(Coordinate annotation records)
#####

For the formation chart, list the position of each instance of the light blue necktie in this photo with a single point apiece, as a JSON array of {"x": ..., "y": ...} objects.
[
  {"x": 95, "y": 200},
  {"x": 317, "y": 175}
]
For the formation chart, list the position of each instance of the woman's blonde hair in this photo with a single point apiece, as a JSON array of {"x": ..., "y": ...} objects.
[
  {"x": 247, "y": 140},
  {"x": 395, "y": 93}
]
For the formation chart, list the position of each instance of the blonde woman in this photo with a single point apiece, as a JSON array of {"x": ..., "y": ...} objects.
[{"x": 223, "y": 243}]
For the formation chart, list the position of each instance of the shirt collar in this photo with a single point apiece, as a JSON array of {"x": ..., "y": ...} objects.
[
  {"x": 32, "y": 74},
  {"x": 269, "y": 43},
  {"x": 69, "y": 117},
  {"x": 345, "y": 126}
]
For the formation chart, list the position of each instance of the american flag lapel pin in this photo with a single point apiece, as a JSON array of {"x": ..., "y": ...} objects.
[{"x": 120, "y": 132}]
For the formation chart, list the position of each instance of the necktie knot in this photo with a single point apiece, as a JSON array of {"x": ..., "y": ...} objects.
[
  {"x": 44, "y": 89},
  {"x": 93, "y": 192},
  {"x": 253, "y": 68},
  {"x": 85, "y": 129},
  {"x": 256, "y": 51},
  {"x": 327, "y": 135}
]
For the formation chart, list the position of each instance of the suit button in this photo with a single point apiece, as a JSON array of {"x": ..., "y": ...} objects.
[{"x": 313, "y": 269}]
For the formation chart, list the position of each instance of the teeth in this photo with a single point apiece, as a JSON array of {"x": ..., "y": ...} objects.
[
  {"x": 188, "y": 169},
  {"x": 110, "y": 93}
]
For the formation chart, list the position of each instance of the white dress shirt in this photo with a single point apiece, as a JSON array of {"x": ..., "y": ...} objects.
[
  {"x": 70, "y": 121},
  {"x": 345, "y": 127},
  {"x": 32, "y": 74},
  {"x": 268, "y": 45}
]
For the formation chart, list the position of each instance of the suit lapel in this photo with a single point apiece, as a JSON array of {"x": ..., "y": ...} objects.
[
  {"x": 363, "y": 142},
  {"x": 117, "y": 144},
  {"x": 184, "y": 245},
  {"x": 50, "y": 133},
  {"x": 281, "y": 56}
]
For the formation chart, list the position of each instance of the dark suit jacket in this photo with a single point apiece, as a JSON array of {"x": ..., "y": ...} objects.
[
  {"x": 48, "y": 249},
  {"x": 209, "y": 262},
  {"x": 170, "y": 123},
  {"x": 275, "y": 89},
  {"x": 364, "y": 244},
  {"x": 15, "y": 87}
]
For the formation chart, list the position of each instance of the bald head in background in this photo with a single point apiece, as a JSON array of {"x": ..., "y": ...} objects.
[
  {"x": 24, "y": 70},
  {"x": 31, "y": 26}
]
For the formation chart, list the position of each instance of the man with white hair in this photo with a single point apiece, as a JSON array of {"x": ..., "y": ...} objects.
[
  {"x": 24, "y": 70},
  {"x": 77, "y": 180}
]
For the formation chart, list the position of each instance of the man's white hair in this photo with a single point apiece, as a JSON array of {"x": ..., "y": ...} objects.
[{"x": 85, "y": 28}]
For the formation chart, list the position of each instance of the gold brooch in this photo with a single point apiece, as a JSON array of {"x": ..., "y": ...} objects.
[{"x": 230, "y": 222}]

#####

## [WRITTEN TASK]
Reproduce exactly the lines from the one containing "the man with" through the last line of the records above, including both, and nothing else.

## [CORRECT RESPONSE]
For the formation chart, list the position of each instance of the man with white hair in this photo with a single point apiece, as a JSON array of {"x": ..., "y": ...} objects.
[
  {"x": 24, "y": 70},
  {"x": 77, "y": 180}
]
For the formation chart, list the position of each instance of the man's white hair in this photo with a single point apiece, as a JSON array of {"x": ..., "y": ...} objects.
[{"x": 85, "y": 28}]
For the formation chart, list the position of each instance of the gold brooch in this photo with a single point apiece, as a JSON array of {"x": ..., "y": ...} objects.
[{"x": 230, "y": 222}]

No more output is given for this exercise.